Can you give the listing again with "pickup truck body" swapped for "truck body" wherever it occurs, changing nothing else and leaving the pictures out?
---------------
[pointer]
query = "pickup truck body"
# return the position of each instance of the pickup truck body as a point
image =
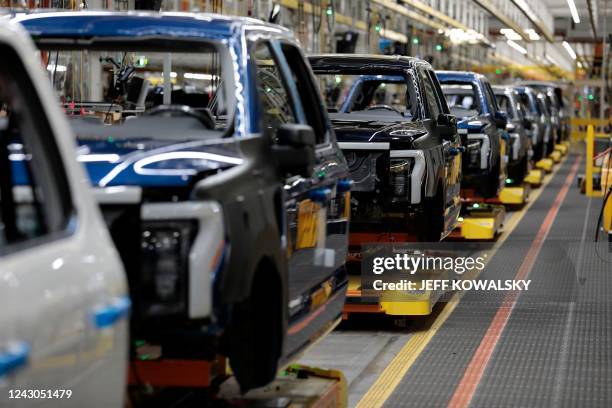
(405, 163)
(473, 103)
(228, 209)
---------------
Exercise result:
[pointer]
query = "truck body"
# return the position of each instance of the truck body as a point
image =
(405, 163)
(473, 103)
(228, 209)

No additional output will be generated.